Even before the Supreme Court decision on Obamacare was handed down yesterday the markets were selling off hard.
They were tanking on news that the latest European summit was unlikely to be a game-changer, that U.S. gross domestic product was a paltry 1.9% in the first quarter, and a New York Times
story that JPMorgan Chase's derivatives loss could top $9 billion.
Then came the long-awaited decision from the country's highest court on the divisive healthcare law, the Patient Protection and Affordable Care Act, which unhinged markets further.
The Court's historic decision shook the markets for several reasons.
But the single overriding effect of the mixed-bag decision will be its impact on markets going forward.
That's because the divided decision further fuels partisan politics going into the November elections and sets the stage for an all-or-nothing battle between Republicans and Democrats.
The chances of there being any compromise anywhere on any divisive issues before the elections is now mathematically zero, where before it was somewhere between slim and none.
The Bigger Issues Behind the Obamacare Ruling
What the markets now face aren't just healthcare, tax and spending issues.
As a result of the Court's stunning decision, we face something much bigger -- Constitutional issues of the highest and deepest order.
The High Court, with Chief Justice John Roberts unexpectedly siding with the Court's four liberal justices, rendered a 5-4 victory for President Barack Obama's prized legislation.

Image-backed grounding listing
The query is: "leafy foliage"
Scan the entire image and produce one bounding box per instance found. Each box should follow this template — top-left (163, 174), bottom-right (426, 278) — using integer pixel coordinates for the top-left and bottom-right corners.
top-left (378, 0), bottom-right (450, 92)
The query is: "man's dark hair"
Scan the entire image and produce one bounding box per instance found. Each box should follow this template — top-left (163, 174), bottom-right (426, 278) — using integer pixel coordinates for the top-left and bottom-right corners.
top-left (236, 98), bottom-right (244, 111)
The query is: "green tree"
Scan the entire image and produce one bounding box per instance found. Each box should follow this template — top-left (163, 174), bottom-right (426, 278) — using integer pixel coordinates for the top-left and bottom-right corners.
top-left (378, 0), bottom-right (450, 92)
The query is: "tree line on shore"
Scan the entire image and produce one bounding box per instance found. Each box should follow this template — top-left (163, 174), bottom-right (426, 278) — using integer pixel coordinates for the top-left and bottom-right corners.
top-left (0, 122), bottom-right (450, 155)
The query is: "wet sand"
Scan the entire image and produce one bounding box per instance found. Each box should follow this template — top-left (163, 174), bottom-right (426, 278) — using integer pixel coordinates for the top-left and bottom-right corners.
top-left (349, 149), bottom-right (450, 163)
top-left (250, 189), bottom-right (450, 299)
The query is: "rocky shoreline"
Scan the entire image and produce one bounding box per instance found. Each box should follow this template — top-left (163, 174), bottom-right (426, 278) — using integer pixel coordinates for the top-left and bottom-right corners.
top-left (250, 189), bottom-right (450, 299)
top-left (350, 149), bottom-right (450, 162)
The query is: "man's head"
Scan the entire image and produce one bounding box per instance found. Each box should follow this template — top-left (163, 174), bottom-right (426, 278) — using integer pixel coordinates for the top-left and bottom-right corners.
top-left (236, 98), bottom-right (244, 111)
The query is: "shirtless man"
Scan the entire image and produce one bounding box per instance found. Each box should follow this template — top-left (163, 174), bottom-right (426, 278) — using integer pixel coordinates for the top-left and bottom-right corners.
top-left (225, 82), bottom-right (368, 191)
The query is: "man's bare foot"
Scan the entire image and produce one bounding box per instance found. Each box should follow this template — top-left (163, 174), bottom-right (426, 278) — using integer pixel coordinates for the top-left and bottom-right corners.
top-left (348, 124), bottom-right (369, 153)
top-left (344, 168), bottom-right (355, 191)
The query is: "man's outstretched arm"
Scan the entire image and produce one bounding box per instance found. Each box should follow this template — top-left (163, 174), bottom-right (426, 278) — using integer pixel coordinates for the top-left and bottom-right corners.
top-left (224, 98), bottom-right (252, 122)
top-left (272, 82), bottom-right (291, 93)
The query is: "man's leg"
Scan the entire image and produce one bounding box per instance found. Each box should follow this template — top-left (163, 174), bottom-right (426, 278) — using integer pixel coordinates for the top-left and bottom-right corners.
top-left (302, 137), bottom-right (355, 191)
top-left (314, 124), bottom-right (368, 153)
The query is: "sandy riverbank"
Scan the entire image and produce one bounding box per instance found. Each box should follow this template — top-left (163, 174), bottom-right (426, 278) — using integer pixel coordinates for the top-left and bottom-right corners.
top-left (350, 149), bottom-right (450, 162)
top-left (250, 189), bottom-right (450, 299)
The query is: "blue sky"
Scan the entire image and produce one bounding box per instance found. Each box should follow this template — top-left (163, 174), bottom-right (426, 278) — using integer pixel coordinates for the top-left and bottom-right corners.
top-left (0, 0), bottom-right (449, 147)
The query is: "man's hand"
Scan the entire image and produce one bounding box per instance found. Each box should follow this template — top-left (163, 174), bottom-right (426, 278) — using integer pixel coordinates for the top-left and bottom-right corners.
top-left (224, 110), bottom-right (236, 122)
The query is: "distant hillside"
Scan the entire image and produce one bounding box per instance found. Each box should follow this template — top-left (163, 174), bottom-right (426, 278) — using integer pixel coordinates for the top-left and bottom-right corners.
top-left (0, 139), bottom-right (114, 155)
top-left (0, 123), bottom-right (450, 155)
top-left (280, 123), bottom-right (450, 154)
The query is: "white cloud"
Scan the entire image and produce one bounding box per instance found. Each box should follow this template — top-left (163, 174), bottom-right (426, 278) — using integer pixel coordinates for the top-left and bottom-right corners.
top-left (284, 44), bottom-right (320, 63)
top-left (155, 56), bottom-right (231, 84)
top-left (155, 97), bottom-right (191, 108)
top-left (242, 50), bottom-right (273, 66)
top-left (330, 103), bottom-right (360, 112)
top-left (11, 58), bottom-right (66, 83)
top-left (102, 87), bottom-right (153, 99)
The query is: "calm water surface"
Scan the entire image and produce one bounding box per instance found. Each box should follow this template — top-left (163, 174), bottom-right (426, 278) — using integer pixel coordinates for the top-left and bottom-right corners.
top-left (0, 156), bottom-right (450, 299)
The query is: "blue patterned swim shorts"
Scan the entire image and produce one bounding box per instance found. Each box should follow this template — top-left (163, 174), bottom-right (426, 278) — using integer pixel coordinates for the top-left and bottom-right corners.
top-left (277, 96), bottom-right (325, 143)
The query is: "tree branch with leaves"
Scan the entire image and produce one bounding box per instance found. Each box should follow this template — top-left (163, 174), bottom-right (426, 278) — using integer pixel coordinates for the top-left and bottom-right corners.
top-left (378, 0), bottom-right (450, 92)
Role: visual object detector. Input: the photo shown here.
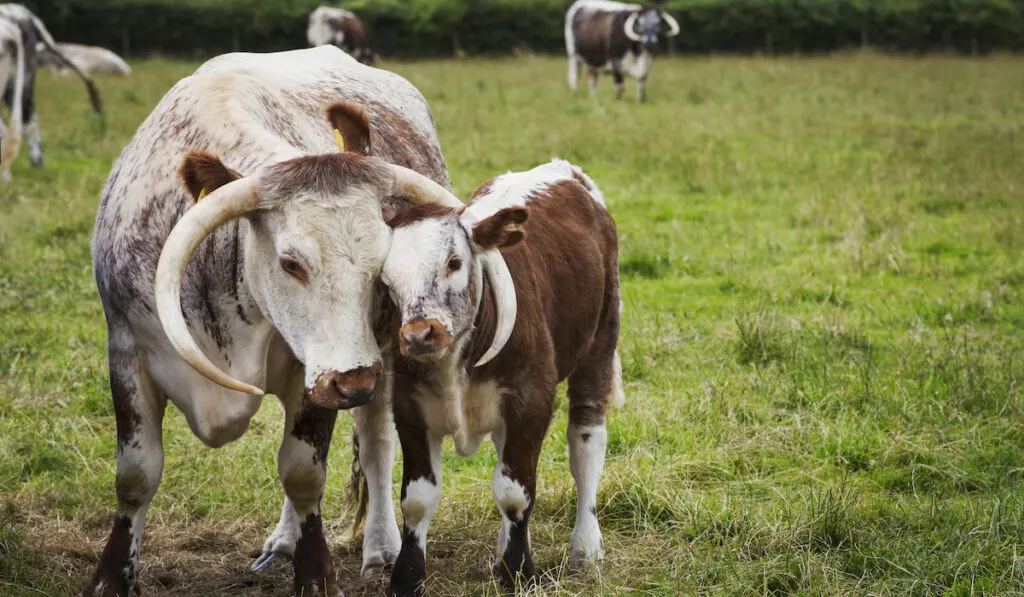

EXPLORE THE MATERIAL:
**a.** In the Obamacare ruling article, what figure was given for U.S. gross domestic product in the first quarter?
**b.** Please carry the Obamacare ruling article forward from its final sentence.

ANSWERS TO THE EXERCISES:
**a.** 1.9%

**b.**
The ruling upholds the "individual mandate" that requires citizens to either pay for "minimum essential" health insurance or pay a "penalty" through the IRS as a "tax" towards offsetting the shared costs of national healthcare.
But the Court also struck down the Act's provision allowing the Federal Government to effectively "hold a gun to the head" of states if they failed to increase Medicaid benefits, largely expanded under the new law.
In its original form, states could lose all Federal funding of Medicaid for non-compliance with Federal demands.
By its decision the Court effectively admitted that the Commerce Clause argument underpinning the individual mandate's Constitutionality was null and void.
But while they said that the individual mandate that "forced" citizens to buy health insurance wasn't intended as a "command" that fell under the Commerce Clause, they incongruously flipped the argument on its head and agreed (by a one-vote majority) that the mandate was legal under Congress' authority to "tax" citizens for the benefit of the nation.